**Task goal:**
Below is a listing. Set down exactly the lines from the one containing "like point(72, 565)." through the one containing "like point(202, 49).", both ends included, and leave out the rest.

**Records supplied:**
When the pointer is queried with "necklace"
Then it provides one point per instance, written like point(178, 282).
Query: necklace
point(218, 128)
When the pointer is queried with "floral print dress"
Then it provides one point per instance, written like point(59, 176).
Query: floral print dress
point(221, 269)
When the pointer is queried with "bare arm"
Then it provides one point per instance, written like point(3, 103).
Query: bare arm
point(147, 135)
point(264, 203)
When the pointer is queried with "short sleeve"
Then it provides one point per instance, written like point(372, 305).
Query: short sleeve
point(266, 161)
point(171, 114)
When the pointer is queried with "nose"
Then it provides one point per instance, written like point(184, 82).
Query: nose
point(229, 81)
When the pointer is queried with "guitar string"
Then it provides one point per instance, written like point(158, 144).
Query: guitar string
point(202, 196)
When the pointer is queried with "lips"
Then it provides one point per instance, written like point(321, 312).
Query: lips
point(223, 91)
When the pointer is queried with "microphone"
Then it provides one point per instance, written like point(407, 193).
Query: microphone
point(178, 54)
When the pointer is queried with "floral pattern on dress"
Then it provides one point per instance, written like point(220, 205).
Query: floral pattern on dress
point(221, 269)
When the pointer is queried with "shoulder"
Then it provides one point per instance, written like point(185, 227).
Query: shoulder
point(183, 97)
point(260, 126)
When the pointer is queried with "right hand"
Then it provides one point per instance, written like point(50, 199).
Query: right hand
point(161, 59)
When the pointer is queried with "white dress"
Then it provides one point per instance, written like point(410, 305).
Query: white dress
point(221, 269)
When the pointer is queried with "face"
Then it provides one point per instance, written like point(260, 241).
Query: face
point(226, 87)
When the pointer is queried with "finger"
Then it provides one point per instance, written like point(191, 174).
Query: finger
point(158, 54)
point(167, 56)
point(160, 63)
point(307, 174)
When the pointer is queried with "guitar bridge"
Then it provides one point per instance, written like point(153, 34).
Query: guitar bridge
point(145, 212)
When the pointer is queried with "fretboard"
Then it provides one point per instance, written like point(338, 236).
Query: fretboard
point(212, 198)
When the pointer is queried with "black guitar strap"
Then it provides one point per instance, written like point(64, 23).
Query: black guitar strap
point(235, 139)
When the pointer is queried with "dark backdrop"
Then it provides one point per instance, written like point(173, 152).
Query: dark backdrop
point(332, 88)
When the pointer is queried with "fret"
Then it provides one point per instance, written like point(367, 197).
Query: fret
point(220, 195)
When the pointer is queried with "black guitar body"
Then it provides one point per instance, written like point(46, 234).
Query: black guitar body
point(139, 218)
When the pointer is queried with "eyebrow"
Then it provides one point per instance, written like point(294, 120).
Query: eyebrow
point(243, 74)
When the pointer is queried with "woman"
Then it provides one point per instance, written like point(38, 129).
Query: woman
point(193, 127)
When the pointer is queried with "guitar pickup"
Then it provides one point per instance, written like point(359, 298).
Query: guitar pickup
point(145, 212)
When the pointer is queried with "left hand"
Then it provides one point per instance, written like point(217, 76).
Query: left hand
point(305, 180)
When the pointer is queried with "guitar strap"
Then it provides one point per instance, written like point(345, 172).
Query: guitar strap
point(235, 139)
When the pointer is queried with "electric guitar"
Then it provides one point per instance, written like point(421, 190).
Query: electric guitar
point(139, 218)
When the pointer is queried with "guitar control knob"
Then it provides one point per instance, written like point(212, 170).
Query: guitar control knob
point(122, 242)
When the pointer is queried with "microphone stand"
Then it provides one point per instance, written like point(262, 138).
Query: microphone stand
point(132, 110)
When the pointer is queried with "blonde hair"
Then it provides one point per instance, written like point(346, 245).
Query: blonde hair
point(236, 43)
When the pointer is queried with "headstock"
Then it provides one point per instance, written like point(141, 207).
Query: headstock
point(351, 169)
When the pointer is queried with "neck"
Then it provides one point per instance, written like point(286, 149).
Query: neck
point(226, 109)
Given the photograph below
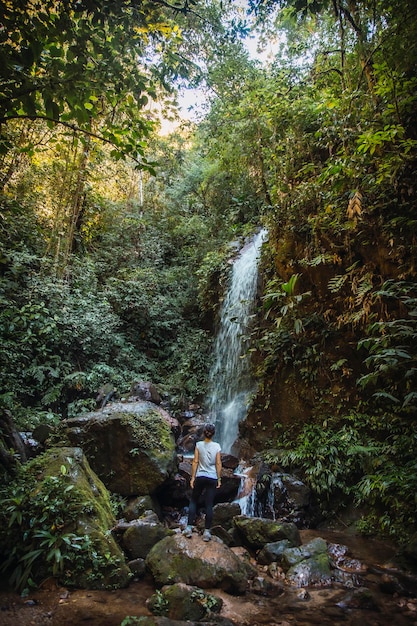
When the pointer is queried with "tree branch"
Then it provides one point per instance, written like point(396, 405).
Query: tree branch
point(74, 128)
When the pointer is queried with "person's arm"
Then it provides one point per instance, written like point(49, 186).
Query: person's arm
point(219, 469)
point(194, 468)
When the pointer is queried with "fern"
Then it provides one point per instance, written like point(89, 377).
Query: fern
point(336, 283)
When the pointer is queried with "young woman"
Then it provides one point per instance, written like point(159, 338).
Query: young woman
point(205, 477)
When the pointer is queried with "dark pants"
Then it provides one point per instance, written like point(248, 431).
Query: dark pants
point(208, 485)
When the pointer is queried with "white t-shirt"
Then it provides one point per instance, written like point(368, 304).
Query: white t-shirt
point(207, 453)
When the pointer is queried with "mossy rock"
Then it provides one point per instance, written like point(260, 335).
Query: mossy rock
point(184, 602)
point(91, 557)
point(130, 446)
point(256, 532)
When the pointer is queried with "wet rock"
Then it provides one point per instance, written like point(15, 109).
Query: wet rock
point(391, 584)
point(256, 532)
point(223, 534)
point(312, 571)
point(195, 562)
point(227, 492)
point(273, 551)
point(137, 567)
point(283, 496)
point(129, 445)
point(217, 620)
point(184, 602)
point(224, 512)
point(137, 506)
point(144, 390)
point(264, 587)
point(42, 432)
point(410, 549)
point(361, 598)
point(229, 461)
point(103, 565)
point(141, 536)
point(292, 556)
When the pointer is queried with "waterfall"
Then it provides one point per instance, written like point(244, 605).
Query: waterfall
point(230, 377)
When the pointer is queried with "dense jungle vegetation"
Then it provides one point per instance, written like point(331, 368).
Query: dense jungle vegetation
point(116, 239)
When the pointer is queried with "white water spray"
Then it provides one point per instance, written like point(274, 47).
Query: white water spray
point(230, 377)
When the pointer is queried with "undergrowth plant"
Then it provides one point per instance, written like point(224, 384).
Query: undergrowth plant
point(365, 459)
point(38, 516)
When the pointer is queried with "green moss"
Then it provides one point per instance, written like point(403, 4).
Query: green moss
point(55, 519)
point(150, 429)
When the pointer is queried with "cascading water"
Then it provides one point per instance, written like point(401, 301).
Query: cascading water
point(230, 377)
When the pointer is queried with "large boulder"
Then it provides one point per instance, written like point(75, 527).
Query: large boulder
point(195, 562)
point(142, 535)
point(257, 531)
point(184, 602)
point(129, 445)
point(68, 489)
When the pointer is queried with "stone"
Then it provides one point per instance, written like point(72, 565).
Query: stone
point(310, 572)
point(272, 552)
point(184, 602)
point(129, 445)
point(292, 556)
point(138, 505)
point(144, 390)
point(141, 536)
point(137, 567)
point(258, 531)
point(101, 563)
point(224, 512)
point(195, 562)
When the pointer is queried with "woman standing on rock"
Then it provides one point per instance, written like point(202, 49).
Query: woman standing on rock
point(205, 476)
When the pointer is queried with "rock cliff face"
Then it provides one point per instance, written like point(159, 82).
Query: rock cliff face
point(191, 561)
point(98, 562)
point(130, 446)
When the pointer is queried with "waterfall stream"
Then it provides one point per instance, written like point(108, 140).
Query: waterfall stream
point(231, 382)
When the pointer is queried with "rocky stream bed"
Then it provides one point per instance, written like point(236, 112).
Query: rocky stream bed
point(382, 595)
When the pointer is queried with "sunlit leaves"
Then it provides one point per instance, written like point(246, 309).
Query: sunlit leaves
point(87, 68)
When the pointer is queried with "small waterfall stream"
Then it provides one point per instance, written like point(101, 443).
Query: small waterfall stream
point(230, 377)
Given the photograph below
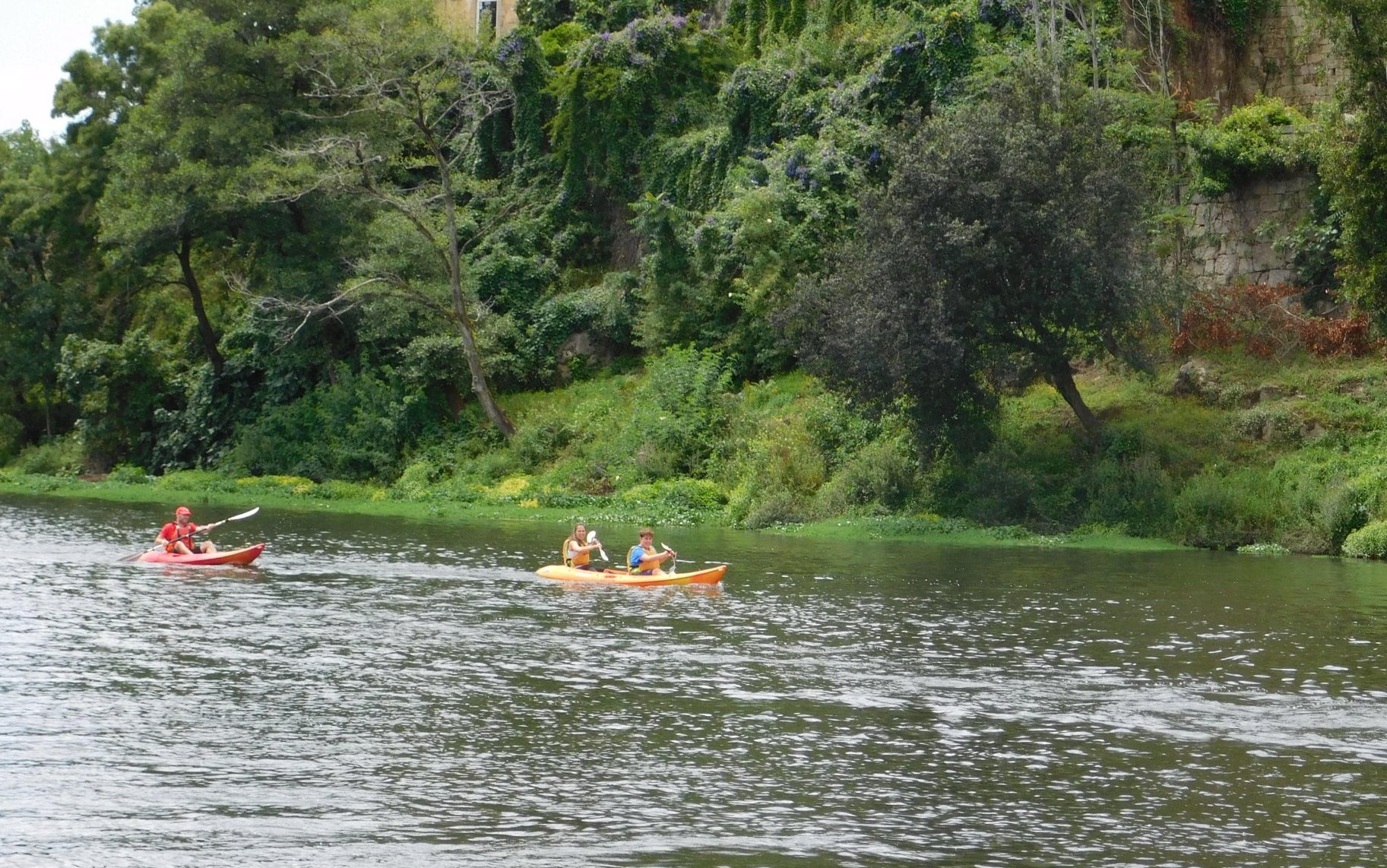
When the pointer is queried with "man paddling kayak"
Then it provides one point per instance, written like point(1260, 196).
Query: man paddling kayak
point(642, 559)
point(178, 536)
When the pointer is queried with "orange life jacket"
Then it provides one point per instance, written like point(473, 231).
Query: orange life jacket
point(578, 559)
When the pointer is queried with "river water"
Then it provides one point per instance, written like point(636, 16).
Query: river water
point(390, 692)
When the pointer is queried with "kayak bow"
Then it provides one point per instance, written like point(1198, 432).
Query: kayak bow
point(711, 575)
point(242, 556)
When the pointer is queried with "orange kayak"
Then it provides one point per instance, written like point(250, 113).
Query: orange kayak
point(610, 577)
point(206, 560)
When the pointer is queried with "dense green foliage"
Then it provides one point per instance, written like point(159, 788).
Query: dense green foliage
point(1262, 138)
point(332, 249)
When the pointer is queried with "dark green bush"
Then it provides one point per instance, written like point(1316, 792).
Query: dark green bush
point(1218, 511)
point(356, 430)
point(681, 413)
point(59, 457)
point(1368, 541)
point(11, 437)
point(1133, 493)
point(1264, 136)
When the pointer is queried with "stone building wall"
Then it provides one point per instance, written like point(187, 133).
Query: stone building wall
point(462, 14)
point(1233, 236)
point(1289, 55)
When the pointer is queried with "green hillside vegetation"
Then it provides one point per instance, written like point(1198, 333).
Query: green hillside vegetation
point(892, 268)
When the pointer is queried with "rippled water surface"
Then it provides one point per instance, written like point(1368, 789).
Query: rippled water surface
point(388, 692)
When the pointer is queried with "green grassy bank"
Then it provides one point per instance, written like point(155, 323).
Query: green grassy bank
point(1244, 454)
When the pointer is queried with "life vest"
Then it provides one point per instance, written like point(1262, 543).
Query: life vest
point(575, 560)
point(173, 531)
point(633, 565)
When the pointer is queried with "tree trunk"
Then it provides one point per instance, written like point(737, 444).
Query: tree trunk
point(1062, 378)
point(459, 308)
point(204, 326)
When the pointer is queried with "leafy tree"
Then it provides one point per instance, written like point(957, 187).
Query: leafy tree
point(213, 99)
point(403, 102)
point(50, 279)
point(1013, 229)
point(1355, 171)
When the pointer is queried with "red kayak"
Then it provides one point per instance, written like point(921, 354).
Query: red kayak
point(204, 560)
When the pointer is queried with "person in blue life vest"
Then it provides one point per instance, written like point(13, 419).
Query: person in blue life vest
point(642, 559)
point(578, 551)
point(176, 536)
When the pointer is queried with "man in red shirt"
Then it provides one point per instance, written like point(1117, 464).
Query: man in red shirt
point(178, 536)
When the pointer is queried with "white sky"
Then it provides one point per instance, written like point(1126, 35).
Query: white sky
point(36, 38)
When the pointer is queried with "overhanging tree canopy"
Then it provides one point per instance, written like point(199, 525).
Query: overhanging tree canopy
point(1013, 225)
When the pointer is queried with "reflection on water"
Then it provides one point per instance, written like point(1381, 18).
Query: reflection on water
point(400, 692)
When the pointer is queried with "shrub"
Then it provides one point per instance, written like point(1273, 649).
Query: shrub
point(337, 489)
point(1347, 508)
point(1368, 541)
point(1224, 512)
point(128, 473)
point(280, 486)
point(11, 436)
point(882, 473)
point(416, 481)
point(1264, 136)
point(1133, 493)
point(777, 508)
point(195, 480)
point(59, 457)
point(356, 429)
point(681, 412)
point(1268, 322)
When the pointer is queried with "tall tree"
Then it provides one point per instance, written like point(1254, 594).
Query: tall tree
point(1012, 228)
point(198, 96)
point(403, 102)
point(1355, 171)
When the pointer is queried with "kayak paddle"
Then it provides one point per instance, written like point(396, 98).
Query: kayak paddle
point(206, 527)
point(593, 537)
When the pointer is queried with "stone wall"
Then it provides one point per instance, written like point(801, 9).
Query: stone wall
point(1235, 235)
point(1289, 55)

**Result of this exercise:**
Then it provides one point per instance, written like point(72, 565).
Query: stone
point(310, 572)
point(272, 552)
point(184, 602)
point(129, 445)
point(292, 556)
point(138, 505)
point(144, 390)
point(141, 536)
point(137, 567)
point(258, 531)
point(101, 563)
point(224, 512)
point(195, 562)
When the pointer is queried with "woman standing on rock"
Then it provides one point per instance, written like point(202, 49).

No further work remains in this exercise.